> [DATA SUPPLIED]
start

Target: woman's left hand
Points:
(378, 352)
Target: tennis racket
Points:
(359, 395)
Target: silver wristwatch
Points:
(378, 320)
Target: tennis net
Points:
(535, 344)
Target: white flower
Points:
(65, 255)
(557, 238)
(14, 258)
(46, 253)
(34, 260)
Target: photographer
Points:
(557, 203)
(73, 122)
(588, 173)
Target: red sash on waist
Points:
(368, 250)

end

> [WHAT IS EXPECTED]
Once more, set down the full listing, verbatim.

> [FULL SOLUTION]
Target: woman's left hand
Points:
(378, 352)
Target: tennis racket
Points:
(359, 395)
Target: silver wristwatch
Points:
(378, 320)
Target: tennis net
Points:
(535, 344)
Target: white flower
Points:
(65, 255)
(557, 238)
(14, 258)
(46, 253)
(34, 260)
Target: photographer
Points:
(557, 203)
(73, 122)
(588, 173)
Target: red sash on waist
Points:
(368, 250)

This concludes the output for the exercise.